▶ [WORK INSTRUCTION 1]:
Do these statements agree with the column: (a) it ran in The Santa Rosa Press Democrat on June 25, 2022; (b) the 2016 review was done by researchers at Oxford University; (c) the swimming and rugby governing bodies barred transgender women from competing in all cases? Answer yes or no for each, quoting the words of the column that decide it.
▶ [WORK INSTRUCTION 2]:
Can you write out the part of the column that starts with the words containing "It’s a movement" and ends with "athlete: transgender women.", copying it exactly?

Barring transgender women from competing is based on sexism

This column appeared in The Santa Rosa Press Democrat on June 25, 2022:

ARTICLES

There’s a trend sweeping the nation, and it’s hurting athletes and athletics in a big way.

It’s the move to ban transgender athletes from competing in sports, the latest coming last week with the international governing bodies for swimming and rugby banning transgender women from competing in certain cases.

It’s a movement that is not based in science (because, frankly, the number of studies done on the subject is close to zero).

In a review of studies about the subject in 2016, a group of researchers at the Nottingham Center for Gender Dysphoria and the School of Sport, Exercise and Health Sciences at Loughborough University concluded, “Currently, there is no direct or consistent research suggesting transgender female individuals (or male individuals) have an athletic advantage at any stage of their transition (e.g. cross-sex hormones, gender-confirming surgery) and, therefore, competitive sport policies that place restrictions on transgender people need to be considered and potentially revised.”

The anti-trans movement is based on the desire to exclude one type of transgender athlete: transgender women.

▶ [DATA EXTRACTS]:
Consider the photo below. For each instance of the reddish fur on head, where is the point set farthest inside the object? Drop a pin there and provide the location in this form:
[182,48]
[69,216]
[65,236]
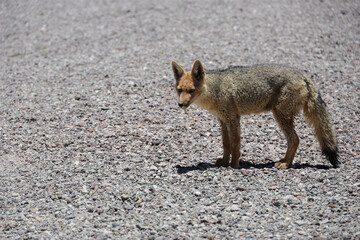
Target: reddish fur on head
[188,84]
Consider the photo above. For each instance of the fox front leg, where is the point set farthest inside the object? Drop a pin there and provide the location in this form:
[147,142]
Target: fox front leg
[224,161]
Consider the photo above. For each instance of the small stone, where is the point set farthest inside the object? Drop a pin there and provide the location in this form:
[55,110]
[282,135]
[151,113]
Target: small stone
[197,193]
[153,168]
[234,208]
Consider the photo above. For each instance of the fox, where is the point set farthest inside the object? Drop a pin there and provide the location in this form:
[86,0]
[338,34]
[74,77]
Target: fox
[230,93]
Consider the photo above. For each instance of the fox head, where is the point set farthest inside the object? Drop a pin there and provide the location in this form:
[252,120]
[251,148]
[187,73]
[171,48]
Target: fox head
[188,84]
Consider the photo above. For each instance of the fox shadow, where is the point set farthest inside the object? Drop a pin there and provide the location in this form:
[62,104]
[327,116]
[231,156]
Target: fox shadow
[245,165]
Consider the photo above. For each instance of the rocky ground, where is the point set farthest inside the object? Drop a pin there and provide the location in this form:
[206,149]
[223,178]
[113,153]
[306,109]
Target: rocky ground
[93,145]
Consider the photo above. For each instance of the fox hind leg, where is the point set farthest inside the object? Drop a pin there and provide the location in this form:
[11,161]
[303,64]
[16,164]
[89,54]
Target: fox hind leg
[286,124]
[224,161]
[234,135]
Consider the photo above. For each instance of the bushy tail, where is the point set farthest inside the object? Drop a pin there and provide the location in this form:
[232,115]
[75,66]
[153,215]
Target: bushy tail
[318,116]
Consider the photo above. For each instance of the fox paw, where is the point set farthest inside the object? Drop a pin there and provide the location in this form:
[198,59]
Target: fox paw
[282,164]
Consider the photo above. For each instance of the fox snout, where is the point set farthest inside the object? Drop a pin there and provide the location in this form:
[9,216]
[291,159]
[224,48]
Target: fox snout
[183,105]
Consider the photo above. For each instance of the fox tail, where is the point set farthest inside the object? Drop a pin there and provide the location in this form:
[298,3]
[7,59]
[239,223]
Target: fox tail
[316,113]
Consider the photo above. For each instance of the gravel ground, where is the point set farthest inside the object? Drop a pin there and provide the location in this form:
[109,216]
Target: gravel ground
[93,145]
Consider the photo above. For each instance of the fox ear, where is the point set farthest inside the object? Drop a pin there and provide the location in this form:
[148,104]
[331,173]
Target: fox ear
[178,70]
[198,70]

...

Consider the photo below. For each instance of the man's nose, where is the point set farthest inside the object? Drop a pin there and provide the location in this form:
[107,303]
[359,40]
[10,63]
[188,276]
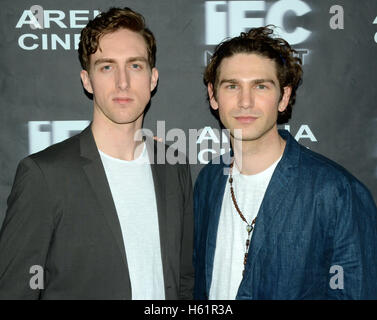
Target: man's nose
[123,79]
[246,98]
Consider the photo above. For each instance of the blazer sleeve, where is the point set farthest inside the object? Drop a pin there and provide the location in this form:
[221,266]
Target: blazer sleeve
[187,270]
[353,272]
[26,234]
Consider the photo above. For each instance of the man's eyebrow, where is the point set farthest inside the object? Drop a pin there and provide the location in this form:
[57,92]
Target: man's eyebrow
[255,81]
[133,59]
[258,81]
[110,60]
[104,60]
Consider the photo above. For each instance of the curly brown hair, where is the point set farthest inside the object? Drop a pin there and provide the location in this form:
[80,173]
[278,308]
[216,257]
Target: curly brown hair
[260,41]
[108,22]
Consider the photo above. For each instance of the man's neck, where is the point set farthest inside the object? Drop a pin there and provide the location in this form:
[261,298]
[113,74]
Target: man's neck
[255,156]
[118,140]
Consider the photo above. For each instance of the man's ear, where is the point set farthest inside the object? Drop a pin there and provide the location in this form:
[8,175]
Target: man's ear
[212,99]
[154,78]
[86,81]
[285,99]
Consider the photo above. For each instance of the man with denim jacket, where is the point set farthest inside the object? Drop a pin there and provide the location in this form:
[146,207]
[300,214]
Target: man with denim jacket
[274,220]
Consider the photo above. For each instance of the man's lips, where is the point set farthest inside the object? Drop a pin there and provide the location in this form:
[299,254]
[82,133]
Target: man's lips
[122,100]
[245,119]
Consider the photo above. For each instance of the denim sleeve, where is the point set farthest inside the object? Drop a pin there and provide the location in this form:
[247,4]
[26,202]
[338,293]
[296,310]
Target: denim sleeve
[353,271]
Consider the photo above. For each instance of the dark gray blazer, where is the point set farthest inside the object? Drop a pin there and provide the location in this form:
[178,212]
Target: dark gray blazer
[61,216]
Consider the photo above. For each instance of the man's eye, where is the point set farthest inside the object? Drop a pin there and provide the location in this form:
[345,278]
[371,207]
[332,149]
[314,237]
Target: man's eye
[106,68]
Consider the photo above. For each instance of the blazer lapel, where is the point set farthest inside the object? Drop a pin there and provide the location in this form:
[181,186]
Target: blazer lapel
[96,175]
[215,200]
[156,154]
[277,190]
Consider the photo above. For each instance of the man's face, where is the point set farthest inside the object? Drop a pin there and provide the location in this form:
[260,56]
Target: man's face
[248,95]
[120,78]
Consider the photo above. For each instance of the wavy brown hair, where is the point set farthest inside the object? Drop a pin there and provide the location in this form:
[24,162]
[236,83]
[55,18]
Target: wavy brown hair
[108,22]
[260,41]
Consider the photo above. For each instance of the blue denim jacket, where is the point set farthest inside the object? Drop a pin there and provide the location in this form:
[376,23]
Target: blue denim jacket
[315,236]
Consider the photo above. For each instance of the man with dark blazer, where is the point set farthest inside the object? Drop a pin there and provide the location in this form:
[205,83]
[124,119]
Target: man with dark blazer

▶ [TASK RESPONSE 1]:
(a) Yes: "This column appeared in The Santa Rosa Press Democrat on June 25, 2022"
(b) No: "a group of researchers at the Nottingham Center for Gender Dysphoria and the School of Sport, Exercise and Health Sciences at Loughborough University"
(c) No: "banning transgender women from competing in certain cases"

▶ [TASK RESPONSE 2]:
It’s a movement that is not based in science (because, frankly, the number of studies done on the subject is close to zero).

In a review of studies about the subject in 2016, a group of researchers at the Nottingham Center for Gender Dysphoria and the School of Sport, Exercise and Health Sciences at Loughborough University concluded, “Currently, there is no direct or consistent research suggesting transgender female individuals (or male individuals) have an athletic advantage at any stage of their transition (e.g. cross-sex hormones, gender-confirming surgery) and, therefore, competitive sport policies that place restrictions on transgender people need to be considered and potentially revised.”

The anti-trans movement is based on the desire to exclude one type of transgender athlete: transgender women.